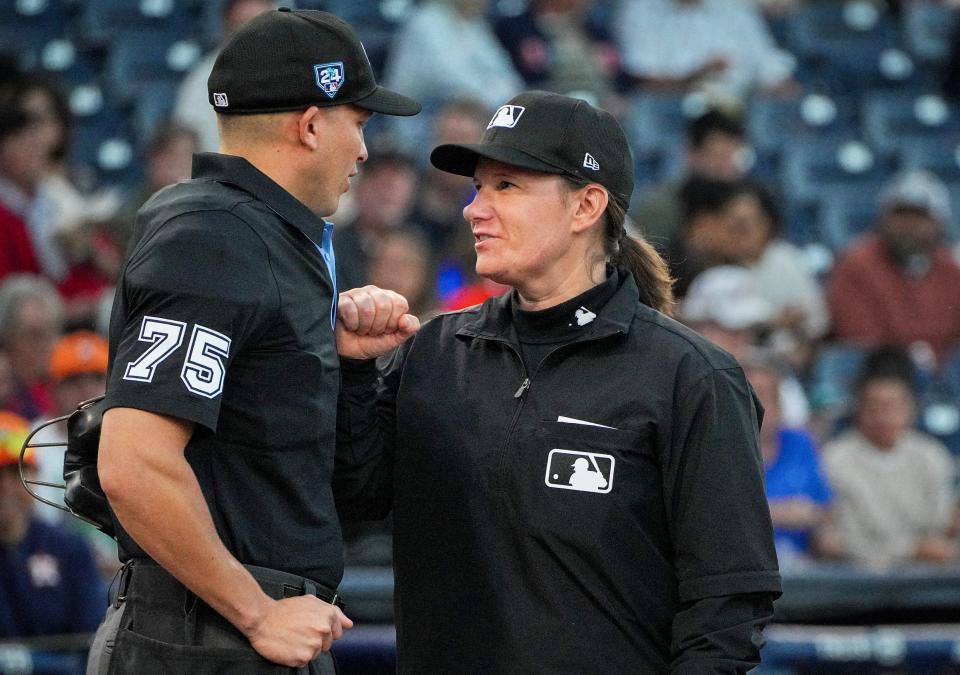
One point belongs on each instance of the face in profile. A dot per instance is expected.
◆ ◆ ◆ ◆ ◆ ◆ ◆
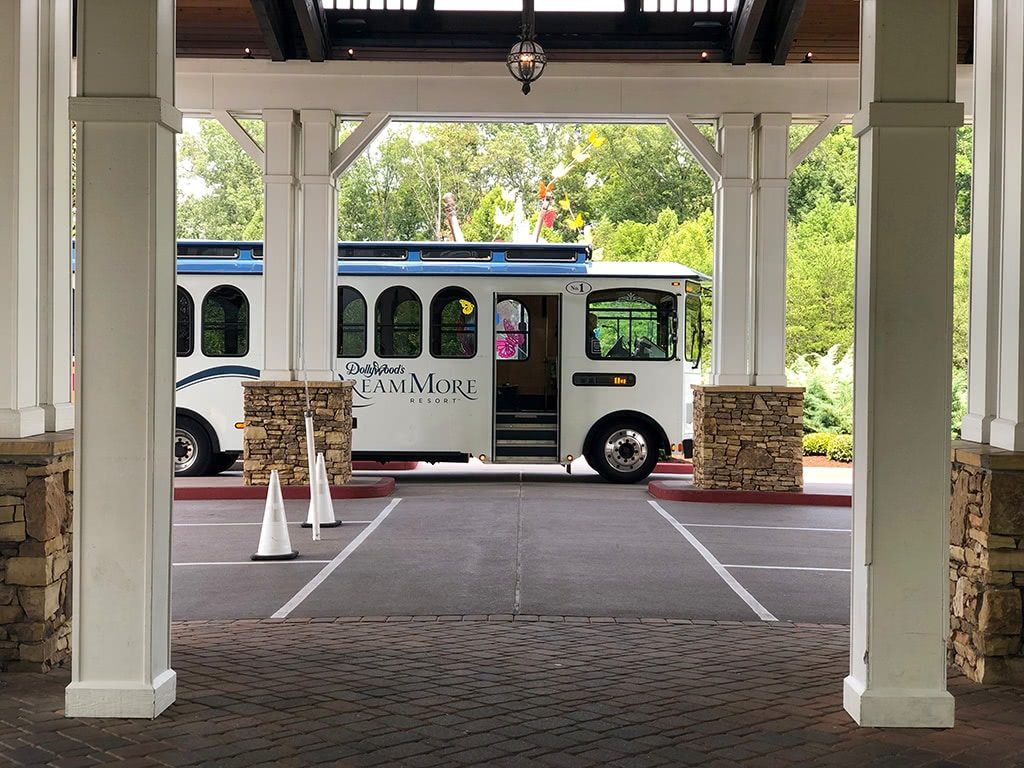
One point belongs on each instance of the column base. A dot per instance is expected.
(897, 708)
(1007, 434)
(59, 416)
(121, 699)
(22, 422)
◆ ◆ ◆ ◆ ◆ ◆ ◆
Directions for this task:
Please find each line in the listing above that contains the word "expected" and copy those lines out.

Solution:
One point belongs on each instance of the face in profile. A dot per instance is expected.
One point belongs on each instance of the column base. A dot per instance is expected.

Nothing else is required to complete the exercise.